• WORK TASK:
For every record, give an exact copy that has no pictures in it.

(Point localization data)
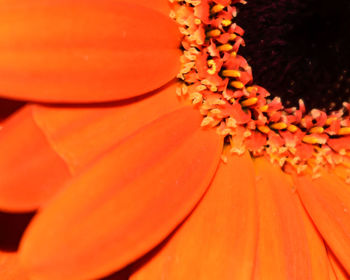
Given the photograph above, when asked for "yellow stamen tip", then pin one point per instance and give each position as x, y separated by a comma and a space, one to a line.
226, 22
264, 108
212, 65
292, 128
330, 120
344, 131
279, 126
232, 37
249, 102
217, 8
231, 73
317, 129
309, 139
264, 129
237, 84
213, 33
225, 48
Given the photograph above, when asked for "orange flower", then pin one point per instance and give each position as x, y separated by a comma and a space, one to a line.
113, 180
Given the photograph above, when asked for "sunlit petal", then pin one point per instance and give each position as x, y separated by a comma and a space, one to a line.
69, 51
218, 241
327, 201
126, 203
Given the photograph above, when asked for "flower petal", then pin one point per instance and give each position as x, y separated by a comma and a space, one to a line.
89, 51
33, 172
339, 272
126, 203
327, 201
80, 135
283, 248
26, 159
9, 267
218, 241
158, 5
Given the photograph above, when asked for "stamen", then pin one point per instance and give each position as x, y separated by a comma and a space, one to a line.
219, 81
216, 9
231, 73
213, 33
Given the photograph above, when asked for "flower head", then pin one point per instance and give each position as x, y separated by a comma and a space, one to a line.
122, 157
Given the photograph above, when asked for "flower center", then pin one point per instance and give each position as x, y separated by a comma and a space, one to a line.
299, 50
219, 82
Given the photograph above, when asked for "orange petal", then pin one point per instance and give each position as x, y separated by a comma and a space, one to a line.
89, 51
8, 107
80, 135
158, 5
25, 162
283, 251
126, 203
327, 201
218, 241
9, 267
338, 270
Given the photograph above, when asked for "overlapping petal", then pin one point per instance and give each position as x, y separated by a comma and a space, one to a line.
62, 141
287, 247
218, 241
126, 203
30, 170
327, 200
69, 51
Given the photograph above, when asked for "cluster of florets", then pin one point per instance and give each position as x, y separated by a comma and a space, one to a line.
220, 82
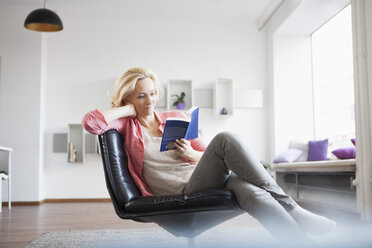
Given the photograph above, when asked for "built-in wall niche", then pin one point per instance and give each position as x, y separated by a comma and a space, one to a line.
76, 143
203, 97
223, 98
162, 101
176, 87
248, 98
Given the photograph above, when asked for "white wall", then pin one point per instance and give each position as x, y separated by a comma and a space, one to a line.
87, 56
20, 94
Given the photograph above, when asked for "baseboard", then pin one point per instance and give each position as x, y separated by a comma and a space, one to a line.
67, 200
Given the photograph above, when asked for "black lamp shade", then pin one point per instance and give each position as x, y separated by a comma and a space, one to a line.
43, 20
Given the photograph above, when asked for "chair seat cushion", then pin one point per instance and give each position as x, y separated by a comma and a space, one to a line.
210, 199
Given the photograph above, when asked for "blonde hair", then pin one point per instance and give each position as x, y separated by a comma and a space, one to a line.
125, 84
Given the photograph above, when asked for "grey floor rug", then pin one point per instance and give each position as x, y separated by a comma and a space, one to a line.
152, 238
214, 238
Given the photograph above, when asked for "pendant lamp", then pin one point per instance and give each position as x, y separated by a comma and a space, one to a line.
43, 20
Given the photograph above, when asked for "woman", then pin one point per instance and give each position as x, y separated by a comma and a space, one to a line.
225, 163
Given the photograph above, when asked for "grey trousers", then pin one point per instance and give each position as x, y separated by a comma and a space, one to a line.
227, 163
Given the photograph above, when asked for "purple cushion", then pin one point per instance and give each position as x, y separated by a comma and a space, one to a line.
317, 150
345, 153
288, 156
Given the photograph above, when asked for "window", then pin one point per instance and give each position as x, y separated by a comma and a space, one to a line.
333, 84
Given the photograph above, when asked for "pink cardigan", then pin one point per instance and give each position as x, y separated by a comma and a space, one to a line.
130, 128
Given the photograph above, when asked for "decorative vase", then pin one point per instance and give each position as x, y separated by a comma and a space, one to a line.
223, 111
181, 105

• SOLUTION FOR THIS PROBLEM:
Given the photograph above, when asked for "yellow stamen tip", then pin one point per instance and give each position as x, y separated by a comma and a space, one to a line.
226, 22
264, 108
212, 65
292, 128
330, 120
344, 131
279, 126
232, 37
249, 102
217, 8
231, 73
317, 129
309, 139
264, 129
237, 84
213, 33
225, 48
Given the photograph above, when asked for "orange flower", then pin one point per instance and give each position as x, y separated by a comma and a space, one to a line.
113, 180
Given the photograph above, when asked for "sunlit petal", then pin one point per instance and give each position as x, y separated by a comma and a space, one to a line.
69, 51
218, 241
327, 201
126, 203
Given the photograph above, when asked for "flower petal", then pin one point per instance and give each position as x, y separated by a comma and a space, one to a line.
89, 51
33, 172
339, 272
126, 203
327, 201
80, 135
283, 248
26, 159
9, 267
218, 241
158, 5
Given the photograph above, when asked for "stamen", then pin one point per instance and give each position as x, y separated by a comma and a space, one to a line.
219, 81
216, 9
231, 73
213, 33
Given the photograph above, when asked for "flower head", then pin one point per instance and give each position as x, y separated by a comma and a space, one to a line.
122, 157
Given the photograph above, when asked for "flower center", then pin one point per instance and give each position as x, y separated by a comma and a space, one to a line.
299, 50
219, 82
Given the photograph above, when asked for "orange petal", then pin one point per instance and give each position as x, y separated by a comma and a space, one to a line.
89, 51
8, 107
80, 135
158, 5
25, 162
283, 251
126, 203
327, 201
218, 241
9, 267
338, 270
Given the photograph above, when asked for "overlapping petal", then pin one point per instance and give each position as x, y separated by a comma and a space, one to a line.
62, 141
287, 247
218, 241
126, 203
30, 170
327, 200
69, 51
Given the photograph above, when asked for "cluster of florets", then pin one point per instance and give each position as x, y separated by a comma and a space, one to a line.
220, 82
Given the photograph above, when asked for "built-in wall niche", then pin one point per instance and give each position as x, y separated by a comma and a space, one to a line.
76, 143
203, 97
223, 98
162, 101
176, 87
248, 98
Given the photograph above, when asked for "white wall", then pin one point per instance and give each position as x, y separated by a comma and a space, one to a line.
87, 56
20, 94
Given the photograph above, when asked for "baseboard", then pin one point per instance and give each position as x, y separated by a comma and a space, one to a line.
67, 200
Given the photograph above, when asked for "black lamp shade", then pin one point per instance and give each position as x, y separated by a comma and a space, one to a line.
43, 20
Given the photograph above, when asked for "chair seat cushion", then pin one point per instance and give each position as x, y separated by a comma and a space, one to a line.
210, 199
Given the photograph above, when asked for "blonde hair", then pin one point per instance and give each position as x, y separated by a comma and a space, one to a line.
125, 84
Given the photograph above, when asked for "grey floor rug", then pin one point per instance and give each position as x, y separated by a comma and a space, one to a line.
152, 238
214, 238
Given the photograph above, when asked for "pendant lamp", then pin one point per instance and give each position as x, y separated by a comma and a space, one to a line.
43, 20
Given the photograph above, when asked for "woman", then pin one point per instance and give each position as x, y separated by a comma and a space, one to a line.
225, 163
Given the photograph above, when asked for "grey trousers", then pin one point per instance and give each position as x, y separated by a comma and a space, one to a line.
227, 163
Given the photograph above, when asked for "purple cushion", then pin one point per instance and give each position as x, y separated by a comma and a space, one to a line.
317, 150
345, 153
288, 156
Given the photograph above, when asked for "window", then pin one point per instance and give each position as x, y separated by a comma and a space, one to a line.
333, 84
Given the photograph above, when asked for "pink cardigan", then pin one point per instance and give each position as x, y separated by a comma and a space, one to a line.
130, 128
Given the photograph above, when asked for "decorative vase", then pin one point per instance and give each position as x, y separated by a comma and a space, one to a line.
223, 111
181, 105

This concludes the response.